= Problem description =
Copy out, exactly as written, only the line containing "Exercise. Mark the metal sign" and the lines after it through the end of the records.

** START Extracted material **

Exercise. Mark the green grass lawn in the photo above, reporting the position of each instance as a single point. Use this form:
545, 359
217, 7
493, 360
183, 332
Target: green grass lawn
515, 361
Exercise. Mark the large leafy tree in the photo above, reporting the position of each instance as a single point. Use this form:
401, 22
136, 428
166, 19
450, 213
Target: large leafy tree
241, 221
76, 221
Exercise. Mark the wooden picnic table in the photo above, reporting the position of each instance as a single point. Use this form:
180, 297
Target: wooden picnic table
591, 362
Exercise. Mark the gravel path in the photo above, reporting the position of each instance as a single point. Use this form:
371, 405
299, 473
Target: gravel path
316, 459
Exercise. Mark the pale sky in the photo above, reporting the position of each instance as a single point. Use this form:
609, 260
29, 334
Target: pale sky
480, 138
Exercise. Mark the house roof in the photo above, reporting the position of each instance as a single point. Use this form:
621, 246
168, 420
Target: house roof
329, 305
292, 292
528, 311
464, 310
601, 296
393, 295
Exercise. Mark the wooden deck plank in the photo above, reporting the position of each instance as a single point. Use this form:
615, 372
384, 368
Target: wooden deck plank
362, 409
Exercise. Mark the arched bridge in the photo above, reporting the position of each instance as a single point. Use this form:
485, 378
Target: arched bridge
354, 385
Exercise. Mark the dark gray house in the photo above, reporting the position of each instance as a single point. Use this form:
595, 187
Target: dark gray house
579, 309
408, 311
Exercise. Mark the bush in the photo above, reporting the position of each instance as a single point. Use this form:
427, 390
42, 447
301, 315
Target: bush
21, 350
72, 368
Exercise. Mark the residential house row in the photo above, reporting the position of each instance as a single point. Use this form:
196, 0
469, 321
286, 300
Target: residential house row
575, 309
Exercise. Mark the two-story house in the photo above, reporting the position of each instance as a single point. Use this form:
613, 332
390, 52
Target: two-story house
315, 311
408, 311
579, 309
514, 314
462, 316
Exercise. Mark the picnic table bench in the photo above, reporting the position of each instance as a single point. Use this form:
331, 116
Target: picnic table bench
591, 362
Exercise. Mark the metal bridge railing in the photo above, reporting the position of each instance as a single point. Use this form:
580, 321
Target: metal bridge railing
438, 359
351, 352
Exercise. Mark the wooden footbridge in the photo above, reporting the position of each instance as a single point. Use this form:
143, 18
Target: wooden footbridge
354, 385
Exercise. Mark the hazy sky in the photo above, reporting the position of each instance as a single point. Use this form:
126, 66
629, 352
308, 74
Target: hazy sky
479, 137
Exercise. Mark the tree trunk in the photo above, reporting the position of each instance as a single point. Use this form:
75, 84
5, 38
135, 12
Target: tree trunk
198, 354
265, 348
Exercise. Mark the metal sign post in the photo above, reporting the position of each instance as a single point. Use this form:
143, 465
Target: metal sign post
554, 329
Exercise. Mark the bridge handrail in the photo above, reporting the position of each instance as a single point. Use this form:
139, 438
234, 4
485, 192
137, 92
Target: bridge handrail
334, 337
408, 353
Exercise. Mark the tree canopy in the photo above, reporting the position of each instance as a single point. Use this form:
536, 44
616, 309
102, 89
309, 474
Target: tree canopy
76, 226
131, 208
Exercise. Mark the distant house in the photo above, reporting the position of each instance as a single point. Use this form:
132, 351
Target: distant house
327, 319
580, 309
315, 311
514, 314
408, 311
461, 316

** END Extracted material **

= Solved problem =
Exercise. Mark the metal sign post in the photo above, reporting the position of each instance as a single point. Use this form:
143, 465
Target: metal sign post
554, 329
Exercise. Mark the bridge handrail in the photo above, reporting the position of each instance as a single point. Use this form:
139, 438
234, 4
485, 192
137, 92
Target: bridge handrail
334, 337
408, 353
Exercise. Mark the tree canopy in the photo above, reporting the position of each instance as a single point. Use this form:
536, 44
616, 309
102, 89
309, 474
Target: tree canopy
76, 226
131, 208
Exercise. Mark the distant house in the photo above, reporting the position of each instance as a single point. Use this form:
132, 351
Target: distant house
327, 319
580, 309
315, 311
514, 314
408, 311
461, 316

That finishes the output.